Задания »
(a) В каком году скончался Якобсен, если верить тексту о Рильке и Якобсене?
(b) Объясните по тексту о Рильке и Якобсене, чем творчество Якобсена привлекает Рильке.
(c) Выпишите из текста о Рильке и Якобсене фрагмент, который открывается словами, содержащими «Итак, мысленно обратитесь», и завершается словами «или иной конфессии.».

Извлечённый текст »
Итак, мысленно обратитесь к детству, если Вы хотите быть писателем. Читайте, но читайте немногие, насущно необходимые книги. Рильке говорит о двух книгах, которые он, как признаётся сам, возит за собой всегда и везде. Эти две книги, говорит он, «всегда среди моих вещей, где бы я ни был. Это Библия и книги <…> Йенса Петера Якобсена».

Что касается Библии, то здесь, кажется, всё ясно. Но почему Якобсен? Это известный датский писатель, проживший очень недолгую жизнь. Он родился в 1847 и скончался в 1885 году. В Дании его знают все наряду с Гансом Христианом Андерсеном. За пределами Дании Якобсена знают очень мало. В справочниках по истории литературы его называют импрессионистом в датской прозе. Якобсен писал о трагедии личности. Якобсен выступал в качестве поэта в прозе. Якобсен говорил о вере в Бога, которая не укладывается ни в какие внешне очерченные рамки той или иной конфессии.

«Побудьте немного в этих книгах, – пишет Рильке своему молодому другу, – поучитесь тому, чтó кажется Вам достойным изучения, но прежде всего – полюбите их». Почему наряду с Библией Рильке так любит Якобсена и так дорожит его творчеством? «Если мне придется сказать, – пишет он, – от кого я много узнал о сути творчества, о его глубине и вечном значении, я смогу назвать лишь два имени: Якобсена, великого, подлинно великого писателя, и Огюста Родена, ваятеля, который не имеет себе равных среди всех ныне живущих художников».

«Нильс Люне» – книга Якобсена, которую особенно любит Рильке. С его точки зрения, это «книга глубин и великолепий». И дальше, мне кажется, поэт говорит о чем-то очень важном: «Чем чаще ее читаешь, тем больше кажется: в ней есть всё – от еле слышного дуновения жизни до полного вкуса самых спелых ее плодов. Там нет ничего, что не было бы понято, запечатлено, познано и узнано снова в дрожащем отзвуке воспоминаний… Вам предстоит великое счастье прочесть эту книгу в первый раз и, как в небывалом сне, пройти сквозь ее бесчисленные неожиданности».

Рильке привлекает к творчеству Якобсена атмосфера, которую создает писатель в своих произведениях. Атмосфера, в которой чувствуется дыхание Святаго Духа, то самое дыхание, о котором так много и так глубоко говорит Священное Писание. То самое дыхание, которое почувствовал пророк Илия, когда стоял на скале и Бог проходил мимо в дыхании тихого ветра[31]. Именно это дыхание тихого ветра стремится узнавать в жизни вокруг себя Райнер Мария Рильке.

Записи с указанием на названные объекты
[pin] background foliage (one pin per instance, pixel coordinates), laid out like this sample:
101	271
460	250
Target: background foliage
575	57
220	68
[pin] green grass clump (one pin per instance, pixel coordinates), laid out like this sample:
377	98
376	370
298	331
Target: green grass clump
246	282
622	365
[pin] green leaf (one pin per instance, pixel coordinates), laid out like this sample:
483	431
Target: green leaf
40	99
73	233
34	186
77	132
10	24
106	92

Ответы »
(a) В 1885 году.

(b) Рильке привлекает атмосфера, которую Якобсен создаёт в своих произведениях. В ней чувствуется дыхание Святаго Духа, о котором говорит Священное Писание, — то самое дыхание тихого ветра, которое почувствовал пророк Илия.

(c)
Итак, мысленно обратитесь к детству, если Вы хотите быть писателем. Читайте, но читайте немногие, насущно необходимые книги. Рильке говорит о двух книгах, которые он, как признаётся сам, возит за собой всегда и везде. Эти две книги, говорит он, «всегда среди моих вещей, где бы я ни был. Это Библия и книги <…> Йенса Петера Якобсена».

Что касается Библии, то здесь, кажется, всё ясно. Но почему Якобсен? Это известный датский писатель, проживший очень недолгую жизнь. Он родился в 1847 и скончался в 1885 году. В Дании его знают все наряду с Гансом Христианом Андерсеном. За пределами Дании Якобсена знают очень мало. В справочниках по истории литературы его называют импрессионистом в датской прозе. Якобсен писал о трагедии личности. Якобсен выступал в качестве поэта в прозе. Якобсен говорил о вере в Бога, которая не укладывается ни в какие внешне очерченные рамки той или иной конфессии.